▶ THE REQUEST:
Reproduce the data below in full and exclude every picture.

▶ GIVEN RECORDS:
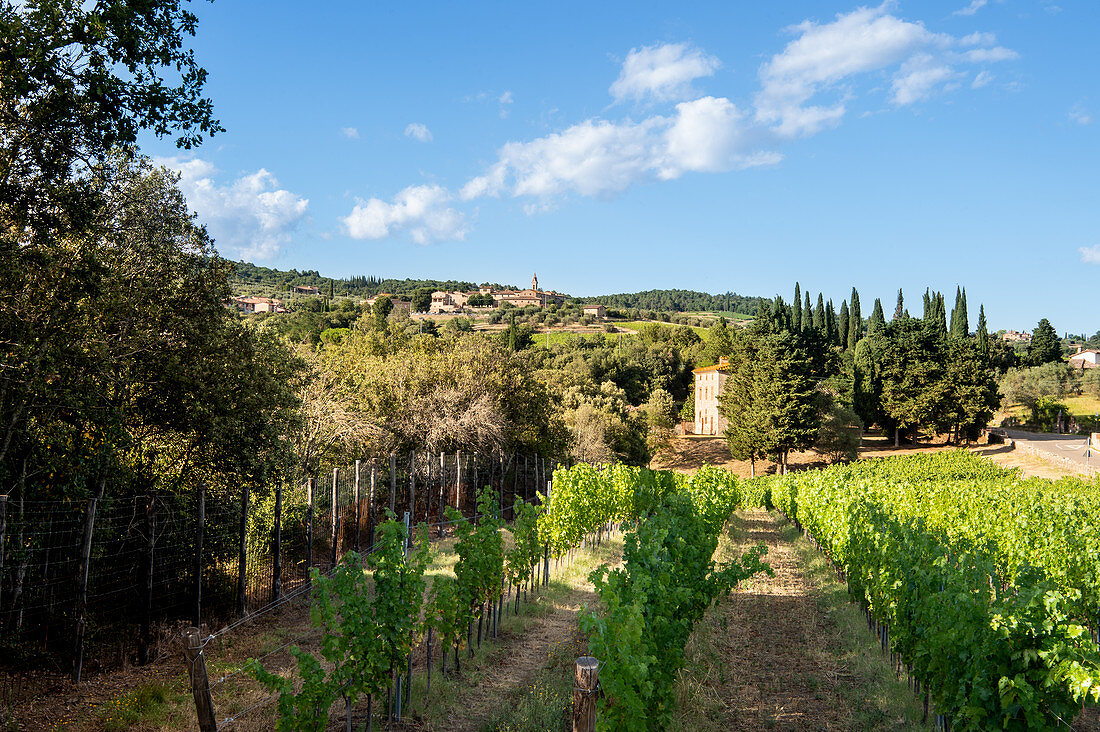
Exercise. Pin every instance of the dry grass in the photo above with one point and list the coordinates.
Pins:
(783, 653)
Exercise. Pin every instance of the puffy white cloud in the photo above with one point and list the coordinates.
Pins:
(972, 8)
(990, 55)
(981, 79)
(865, 40)
(917, 79)
(250, 217)
(421, 210)
(662, 73)
(600, 157)
(418, 131)
(826, 56)
(1090, 254)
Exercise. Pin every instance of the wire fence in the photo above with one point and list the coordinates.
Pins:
(96, 583)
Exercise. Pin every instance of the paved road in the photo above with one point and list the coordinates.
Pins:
(1071, 447)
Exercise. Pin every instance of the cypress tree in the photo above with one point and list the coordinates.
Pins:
(796, 309)
(855, 321)
(834, 335)
(844, 324)
(982, 331)
(820, 314)
(965, 317)
(878, 320)
(779, 314)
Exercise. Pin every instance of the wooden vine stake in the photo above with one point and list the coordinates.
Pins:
(200, 685)
(585, 683)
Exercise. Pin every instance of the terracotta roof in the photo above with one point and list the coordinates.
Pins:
(716, 367)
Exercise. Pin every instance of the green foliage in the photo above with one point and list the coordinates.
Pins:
(667, 582)
(1045, 346)
(982, 579)
(369, 626)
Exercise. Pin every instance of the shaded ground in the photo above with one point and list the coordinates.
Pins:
(773, 656)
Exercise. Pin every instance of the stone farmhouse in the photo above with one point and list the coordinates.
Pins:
(708, 384)
(455, 301)
(1086, 359)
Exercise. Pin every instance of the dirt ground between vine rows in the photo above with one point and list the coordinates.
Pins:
(776, 648)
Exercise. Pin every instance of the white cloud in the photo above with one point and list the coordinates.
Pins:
(251, 217)
(972, 8)
(1090, 254)
(600, 157)
(422, 211)
(662, 73)
(418, 131)
(990, 55)
(826, 57)
(865, 40)
(917, 79)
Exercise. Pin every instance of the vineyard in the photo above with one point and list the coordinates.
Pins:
(981, 589)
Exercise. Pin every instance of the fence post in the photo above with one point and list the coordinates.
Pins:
(442, 489)
(356, 506)
(81, 598)
(393, 481)
(146, 619)
(3, 530)
(309, 531)
(200, 685)
(370, 510)
(242, 559)
(585, 683)
(277, 541)
(198, 555)
(413, 485)
(458, 480)
(336, 520)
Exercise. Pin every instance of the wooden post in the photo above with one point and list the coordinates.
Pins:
(277, 545)
(413, 485)
(81, 598)
(393, 481)
(585, 684)
(199, 521)
(458, 480)
(200, 685)
(242, 559)
(442, 488)
(309, 531)
(370, 510)
(356, 506)
(3, 530)
(336, 519)
(146, 618)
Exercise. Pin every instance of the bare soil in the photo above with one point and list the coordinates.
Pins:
(770, 656)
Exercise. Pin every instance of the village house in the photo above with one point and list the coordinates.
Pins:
(249, 305)
(1086, 359)
(595, 310)
(708, 384)
(455, 302)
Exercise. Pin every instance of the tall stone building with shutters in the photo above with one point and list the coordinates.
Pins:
(708, 384)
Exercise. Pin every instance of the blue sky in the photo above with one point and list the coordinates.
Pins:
(622, 146)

▶ RESPONSE TO THIS EXERCISE:
Exercise. Pin every instance of the dry grass in the photo above with one point and list the coordinates.
Pins:
(783, 653)
Exercise. Pin every instance of the puffy white cloud in the photo above with one point and list the coordinates.
Pins:
(972, 8)
(990, 55)
(981, 79)
(865, 40)
(917, 79)
(250, 217)
(421, 210)
(662, 73)
(600, 157)
(418, 131)
(826, 56)
(1090, 254)
Exercise. Pin every instance of the wire fence in the photo above with one point and list the coordinates.
Pins:
(96, 583)
Exercise. Pin every instance of the paved road in the photo above with one point and list the coordinates.
Pins:
(1071, 447)
Exercise. Pin every instance of the cypress tree in the photo above with one point and list the coordinates.
Pins:
(796, 309)
(855, 321)
(834, 335)
(844, 324)
(982, 331)
(820, 314)
(965, 317)
(878, 320)
(779, 314)
Exercise. Pin every instance of the wooden vine stake in the photo above with one point and list the coordinates.
Pins:
(200, 685)
(585, 683)
Exercise. Pin every instance of the terracotta roof in the photo above with one point and list the coordinates.
Pins:
(716, 367)
Exercise. Pin every instance of the green foliage in the photo above with one point and list the coordinates.
Pins:
(667, 582)
(1045, 346)
(982, 579)
(369, 626)
Exercise. Pin every instance of the shaded ground in the photo above with one point and list the coordinates.
Pins:
(773, 656)
Exercise. Pin every instance of the stone farmhouse in the photo above with one point and list the coordinates.
Pins:
(708, 384)
(455, 301)
(1086, 359)
Exercise. Pin every instance of the dirt ground between vine rows in the photo above with one point and list the coordinates.
Pins:
(776, 648)
Exercise. Pin every instance of the white cloud in the photo above with one point and list the coordinates.
Pins:
(251, 217)
(972, 8)
(1090, 254)
(600, 157)
(422, 211)
(662, 73)
(418, 131)
(990, 55)
(826, 57)
(865, 40)
(917, 79)
Exercise. Pin every instance of the vineyard in the photo above with one point and list the coordinates.
Pins:
(981, 589)
Exercise. Pin every instance of the fence post in the photo above with one point and list the coordinates.
Pins:
(442, 489)
(356, 506)
(81, 598)
(393, 481)
(146, 619)
(3, 530)
(309, 531)
(200, 685)
(370, 510)
(242, 559)
(585, 683)
(277, 541)
(198, 555)
(413, 485)
(458, 480)
(336, 520)
Exercise. Pin every instance of the wooden post in the photo above with one point and list the coordinates.
Pins:
(277, 545)
(413, 485)
(81, 598)
(393, 481)
(585, 684)
(199, 521)
(458, 480)
(200, 685)
(242, 559)
(442, 488)
(309, 531)
(370, 510)
(356, 506)
(3, 530)
(336, 519)
(146, 618)
Exercise. Pin every instance of the bare soil in the photo above with one point and list the coordinates.
Pins:
(770, 656)
Exercise. Pin every instance of the village house in the photo above with one point and list the coordinates.
Pins:
(249, 305)
(1086, 359)
(595, 310)
(708, 384)
(455, 302)
Exercise. Pin every instance of the tall stone building with shutters in the photo above with one point and list the coordinates.
Pins:
(708, 384)
Exercise. Pin every instance of the blue sky in the photo above with one point and list the coordinates.
Pins:
(622, 146)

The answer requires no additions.